WRITTEN PROBLEM. Can you swap every "locate" for "find" in the records below, leave everything else unchanged, and omit the pictures from your answer?

★ ★ ★ ★ ★

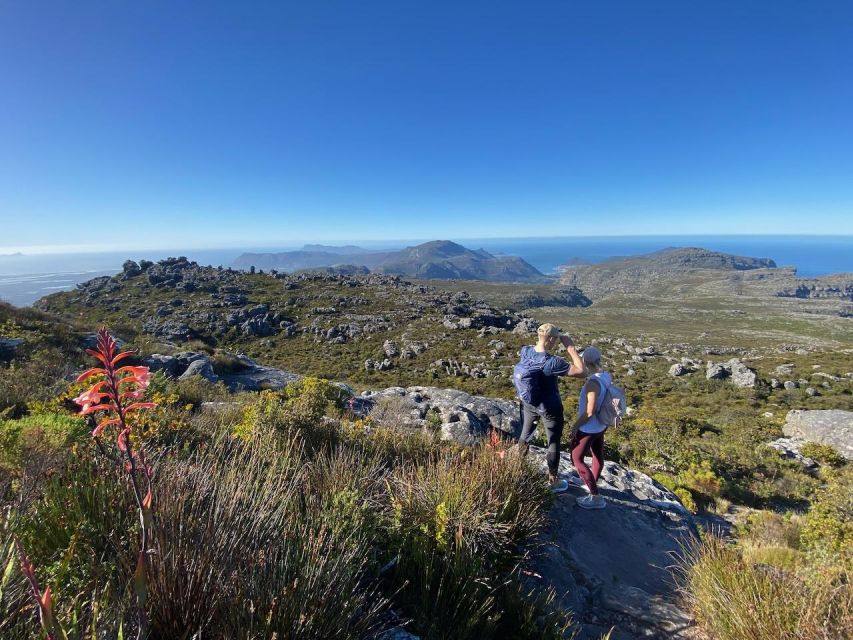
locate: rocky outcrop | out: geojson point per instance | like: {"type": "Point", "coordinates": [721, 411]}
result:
{"type": "Point", "coordinates": [609, 567]}
{"type": "Point", "coordinates": [460, 417]}
{"type": "Point", "coordinates": [438, 259]}
{"type": "Point", "coordinates": [790, 448]}
{"type": "Point", "coordinates": [828, 426]}
{"type": "Point", "coordinates": [740, 375]}
{"type": "Point", "coordinates": [200, 367]}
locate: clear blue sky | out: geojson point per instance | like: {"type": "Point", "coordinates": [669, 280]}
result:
{"type": "Point", "coordinates": [163, 124]}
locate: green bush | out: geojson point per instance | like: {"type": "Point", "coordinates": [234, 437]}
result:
{"type": "Point", "coordinates": [735, 598]}
{"type": "Point", "coordinates": [828, 525]}
{"type": "Point", "coordinates": [44, 435]}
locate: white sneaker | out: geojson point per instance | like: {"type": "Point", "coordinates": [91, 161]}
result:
{"type": "Point", "coordinates": [577, 481]}
{"type": "Point", "coordinates": [591, 502]}
{"type": "Point", "coordinates": [560, 486]}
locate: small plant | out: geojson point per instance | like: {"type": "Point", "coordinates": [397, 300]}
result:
{"type": "Point", "coordinates": [43, 599]}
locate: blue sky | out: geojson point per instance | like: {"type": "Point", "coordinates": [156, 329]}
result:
{"type": "Point", "coordinates": [145, 125]}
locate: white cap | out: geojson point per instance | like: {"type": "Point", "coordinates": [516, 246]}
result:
{"type": "Point", "coordinates": [591, 355]}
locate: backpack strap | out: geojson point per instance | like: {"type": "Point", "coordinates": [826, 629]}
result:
{"type": "Point", "coordinates": [603, 387]}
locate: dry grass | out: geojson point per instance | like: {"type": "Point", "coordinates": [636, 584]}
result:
{"type": "Point", "coordinates": [736, 597]}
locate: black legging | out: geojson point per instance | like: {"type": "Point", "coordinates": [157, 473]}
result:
{"type": "Point", "coordinates": [552, 420]}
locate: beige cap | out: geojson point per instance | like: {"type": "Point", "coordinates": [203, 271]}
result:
{"type": "Point", "coordinates": [591, 355]}
{"type": "Point", "coordinates": [548, 329]}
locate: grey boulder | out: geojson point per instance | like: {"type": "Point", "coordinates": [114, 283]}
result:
{"type": "Point", "coordinates": [826, 426]}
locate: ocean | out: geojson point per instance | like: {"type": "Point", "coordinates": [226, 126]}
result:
{"type": "Point", "coordinates": [26, 278]}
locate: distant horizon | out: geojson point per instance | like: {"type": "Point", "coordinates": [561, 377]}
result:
{"type": "Point", "coordinates": [49, 250]}
{"type": "Point", "coordinates": [127, 127]}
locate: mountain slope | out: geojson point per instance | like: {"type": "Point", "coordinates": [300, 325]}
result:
{"type": "Point", "coordinates": [440, 259]}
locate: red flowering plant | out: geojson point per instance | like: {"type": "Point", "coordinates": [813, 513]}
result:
{"type": "Point", "coordinates": [43, 599]}
{"type": "Point", "coordinates": [116, 393]}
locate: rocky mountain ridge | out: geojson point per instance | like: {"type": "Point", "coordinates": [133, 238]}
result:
{"type": "Point", "coordinates": [674, 272]}
{"type": "Point", "coordinates": [439, 259]}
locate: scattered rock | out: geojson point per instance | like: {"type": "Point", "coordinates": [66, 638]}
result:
{"type": "Point", "coordinates": [609, 566]}
{"type": "Point", "coordinates": [826, 426]}
{"type": "Point", "coordinates": [790, 448]}
{"type": "Point", "coordinates": [678, 369]}
{"type": "Point", "coordinates": [735, 370]}
{"type": "Point", "coordinates": [391, 349]}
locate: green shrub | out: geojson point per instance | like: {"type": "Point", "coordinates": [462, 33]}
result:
{"type": "Point", "coordinates": [828, 525]}
{"type": "Point", "coordinates": [686, 499]}
{"type": "Point", "coordinates": [44, 434]}
{"type": "Point", "coordinates": [243, 554]}
{"type": "Point", "coordinates": [734, 598]}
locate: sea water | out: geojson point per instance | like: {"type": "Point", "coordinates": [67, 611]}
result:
{"type": "Point", "coordinates": [25, 279]}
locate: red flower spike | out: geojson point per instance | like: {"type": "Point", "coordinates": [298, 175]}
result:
{"type": "Point", "coordinates": [103, 424]}
{"type": "Point", "coordinates": [121, 441]}
{"type": "Point", "coordinates": [141, 405]}
{"type": "Point", "coordinates": [121, 356]}
{"type": "Point", "coordinates": [99, 356]}
{"type": "Point", "coordinates": [89, 373]}
{"type": "Point", "coordinates": [98, 407]}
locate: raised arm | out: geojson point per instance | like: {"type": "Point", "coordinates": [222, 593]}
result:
{"type": "Point", "coordinates": [577, 368]}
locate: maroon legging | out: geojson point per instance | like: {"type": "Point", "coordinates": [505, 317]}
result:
{"type": "Point", "coordinates": [595, 443]}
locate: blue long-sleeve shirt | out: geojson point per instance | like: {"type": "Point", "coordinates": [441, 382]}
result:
{"type": "Point", "coordinates": [552, 367]}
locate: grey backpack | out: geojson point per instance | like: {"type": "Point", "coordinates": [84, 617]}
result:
{"type": "Point", "coordinates": [613, 405]}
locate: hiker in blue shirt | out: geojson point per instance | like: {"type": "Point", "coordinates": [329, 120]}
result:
{"type": "Point", "coordinates": [539, 392]}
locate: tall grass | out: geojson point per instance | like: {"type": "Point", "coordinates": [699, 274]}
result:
{"type": "Point", "coordinates": [736, 598]}
{"type": "Point", "coordinates": [293, 529]}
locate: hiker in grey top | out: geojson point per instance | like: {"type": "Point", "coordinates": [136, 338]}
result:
{"type": "Point", "coordinates": [542, 393]}
{"type": "Point", "coordinates": [588, 431]}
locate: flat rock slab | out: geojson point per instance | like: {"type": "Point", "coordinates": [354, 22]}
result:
{"type": "Point", "coordinates": [612, 566]}
{"type": "Point", "coordinates": [830, 426]}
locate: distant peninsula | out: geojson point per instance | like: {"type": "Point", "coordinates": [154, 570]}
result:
{"type": "Point", "coordinates": [439, 259]}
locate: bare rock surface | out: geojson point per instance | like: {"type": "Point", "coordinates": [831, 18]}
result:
{"type": "Point", "coordinates": [826, 426]}
{"type": "Point", "coordinates": [611, 566]}
{"type": "Point", "coordinates": [464, 418]}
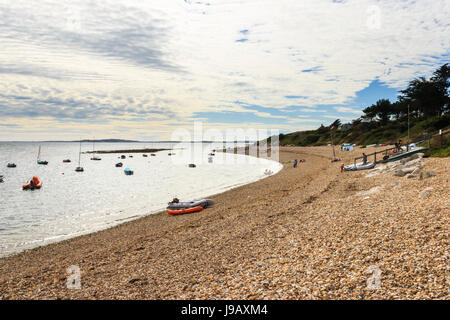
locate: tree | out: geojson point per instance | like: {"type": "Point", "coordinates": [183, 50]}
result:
{"type": "Point", "coordinates": [336, 124]}
{"type": "Point", "coordinates": [429, 97]}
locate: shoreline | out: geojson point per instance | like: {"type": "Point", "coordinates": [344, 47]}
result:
{"type": "Point", "coordinates": [62, 238]}
{"type": "Point", "coordinates": [299, 234]}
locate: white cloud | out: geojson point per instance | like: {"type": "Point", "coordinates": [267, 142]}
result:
{"type": "Point", "coordinates": [347, 110]}
{"type": "Point", "coordinates": [184, 57]}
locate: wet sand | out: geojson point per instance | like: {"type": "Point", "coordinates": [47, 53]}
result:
{"type": "Point", "coordinates": [304, 233]}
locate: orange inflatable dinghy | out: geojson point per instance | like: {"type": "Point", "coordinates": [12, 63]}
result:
{"type": "Point", "coordinates": [35, 183]}
{"type": "Point", "coordinates": [184, 211]}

★ ★ ★ ★ ★

TASK RESPONSE.
find: rocky outcrop | out: geojson point per instance | like: {"type": "Point", "coordinates": [721, 411]}
result:
{"type": "Point", "coordinates": [609, 567]}
{"type": "Point", "coordinates": [460, 417]}
{"type": "Point", "coordinates": [438, 259]}
{"type": "Point", "coordinates": [790, 448]}
{"type": "Point", "coordinates": [828, 426]}
{"type": "Point", "coordinates": [740, 375]}
{"type": "Point", "coordinates": [200, 367]}
find: clear blue sky | out: geojson point per instance | like: {"type": "Point", "coordinates": [669, 280]}
result:
{"type": "Point", "coordinates": [163, 124]}
find: green bush | out: geojson point per instance | like: {"type": "Point", "coordinates": [234, 437]}
result:
{"type": "Point", "coordinates": [735, 598]}
{"type": "Point", "coordinates": [828, 525]}
{"type": "Point", "coordinates": [44, 435]}
find: white sneaker | out: geojson point per instance | like: {"type": "Point", "coordinates": [91, 161]}
result:
{"type": "Point", "coordinates": [577, 481]}
{"type": "Point", "coordinates": [591, 502]}
{"type": "Point", "coordinates": [560, 486]}
find: small plant | out: geojson point per instance | like: {"type": "Point", "coordinates": [397, 300]}
result:
{"type": "Point", "coordinates": [43, 599]}
find: blue sky | out: geojson point per instance | like: {"type": "Point", "coordinates": [156, 329]}
result:
{"type": "Point", "coordinates": [145, 125]}
find: white cap | out: geojson point per instance | like: {"type": "Point", "coordinates": [516, 246]}
result:
{"type": "Point", "coordinates": [591, 355]}
find: backpack strap | out: geojson point per instance | like: {"type": "Point", "coordinates": [826, 629]}
result:
{"type": "Point", "coordinates": [603, 387]}
find: dry grass | out: geojson point per instance | like: {"type": "Point", "coordinates": [636, 584]}
result:
{"type": "Point", "coordinates": [736, 597]}
find: black legging | out: geojson point per instance | like: {"type": "Point", "coordinates": [157, 473]}
result:
{"type": "Point", "coordinates": [552, 420]}
find: beige cap | out: geojson point per instance | like: {"type": "Point", "coordinates": [203, 271]}
result:
{"type": "Point", "coordinates": [591, 355]}
{"type": "Point", "coordinates": [548, 329]}
find: grey boulder | out: geojson point per instance | like: {"type": "Point", "coordinates": [114, 283]}
result:
{"type": "Point", "coordinates": [826, 426]}
find: ocean | out: geojson point per instance | like: {"type": "Point", "coordinates": [226, 126]}
result:
{"type": "Point", "coordinates": [26, 278]}
find: distant horizon | out: geojson point per instance | like: {"type": "Point", "coordinates": [561, 377]}
result:
{"type": "Point", "coordinates": [49, 250]}
{"type": "Point", "coordinates": [127, 127]}
find: mountain slope | out: geojson point per instance | like: {"type": "Point", "coordinates": [300, 325]}
result:
{"type": "Point", "coordinates": [440, 259]}
find: red flowering plant | out: geojson point per instance | like: {"type": "Point", "coordinates": [813, 513]}
result:
{"type": "Point", "coordinates": [43, 599]}
{"type": "Point", "coordinates": [116, 393]}
find: rocky mountain ridge | out: geojson point per instance | like: {"type": "Point", "coordinates": [133, 238]}
result:
{"type": "Point", "coordinates": [674, 272]}
{"type": "Point", "coordinates": [439, 259]}
find: scattered rock | out: geojson point per instance | like: {"type": "Point", "coordinates": [66, 638]}
result:
{"type": "Point", "coordinates": [609, 566]}
{"type": "Point", "coordinates": [826, 426]}
{"type": "Point", "coordinates": [790, 448]}
{"type": "Point", "coordinates": [678, 369]}
{"type": "Point", "coordinates": [735, 370]}
{"type": "Point", "coordinates": [391, 349]}
find: green shrub | out: geojson point per instance | like: {"type": "Point", "coordinates": [462, 33]}
result:
{"type": "Point", "coordinates": [828, 525]}
{"type": "Point", "coordinates": [686, 499]}
{"type": "Point", "coordinates": [44, 434]}
{"type": "Point", "coordinates": [243, 554]}
{"type": "Point", "coordinates": [734, 598]}
find: sea water | out: geojson point per instance | like: {"type": "Point", "coordinates": [67, 611]}
result:
{"type": "Point", "coordinates": [25, 279]}
find: red flower spike | out: geojson point per instance | like: {"type": "Point", "coordinates": [298, 175]}
result:
{"type": "Point", "coordinates": [103, 424]}
{"type": "Point", "coordinates": [121, 441]}
{"type": "Point", "coordinates": [141, 405]}
{"type": "Point", "coordinates": [121, 356]}
{"type": "Point", "coordinates": [99, 356]}
{"type": "Point", "coordinates": [89, 373]}
{"type": "Point", "coordinates": [98, 407]}
find: raised arm | out: geojson point per instance | like: {"type": "Point", "coordinates": [222, 593]}
result:
{"type": "Point", "coordinates": [577, 368]}
find: maroon legging | out: geojson point per instance | like: {"type": "Point", "coordinates": [505, 317]}
result:
{"type": "Point", "coordinates": [595, 443]}
find: blue long-sleeve shirt | out: geojson point per instance | like: {"type": "Point", "coordinates": [441, 382]}
result:
{"type": "Point", "coordinates": [552, 367]}
find: grey backpack | out: geojson point per instance | like: {"type": "Point", "coordinates": [84, 617]}
result:
{"type": "Point", "coordinates": [613, 405]}
find: hiker in blue shirt | out: geojson point per instance | like: {"type": "Point", "coordinates": [329, 120]}
result:
{"type": "Point", "coordinates": [539, 392]}
find: tall grass | out: geojson point per instance | like: {"type": "Point", "coordinates": [699, 274]}
result:
{"type": "Point", "coordinates": [736, 598]}
{"type": "Point", "coordinates": [293, 529]}
find: hiker in grey top | out: geojson point per instance | like: {"type": "Point", "coordinates": [136, 338]}
result:
{"type": "Point", "coordinates": [542, 393]}
{"type": "Point", "coordinates": [588, 431]}
find: flat rock slab | out: geojson point per instance | like: {"type": "Point", "coordinates": [354, 22]}
result:
{"type": "Point", "coordinates": [612, 566]}
{"type": "Point", "coordinates": [830, 426]}
find: distant peninsula | out: geojson point per instance | like: {"type": "Point", "coordinates": [154, 570]}
result:
{"type": "Point", "coordinates": [439, 259]}
find: bare rock surface | out: geojson point per instance | like: {"type": "Point", "coordinates": [831, 18]}
result:
{"type": "Point", "coordinates": [826, 426]}
{"type": "Point", "coordinates": [611, 566]}
{"type": "Point", "coordinates": [464, 418]}
find: tree | out: geojson point per instance | like: {"type": "Point", "coordinates": [183, 50]}
result:
{"type": "Point", "coordinates": [336, 124]}
{"type": "Point", "coordinates": [429, 97]}
find: shoreline | out: geojson point per instance | like: {"type": "Point", "coordinates": [344, 47]}
result:
{"type": "Point", "coordinates": [62, 238]}
{"type": "Point", "coordinates": [299, 234]}
find: white cloud | out: geojson point per instance | like: {"type": "Point", "coordinates": [267, 142]}
result:
{"type": "Point", "coordinates": [347, 110]}
{"type": "Point", "coordinates": [184, 57]}
find: wet sand | out: geojson point per instance | like: {"type": "Point", "coordinates": [47, 53]}
result:
{"type": "Point", "coordinates": [304, 233]}
find: orange inflatable dinghy | out: geojson point per instance | like: {"type": "Point", "coordinates": [12, 63]}
result:
{"type": "Point", "coordinates": [35, 183]}
{"type": "Point", "coordinates": [184, 211]}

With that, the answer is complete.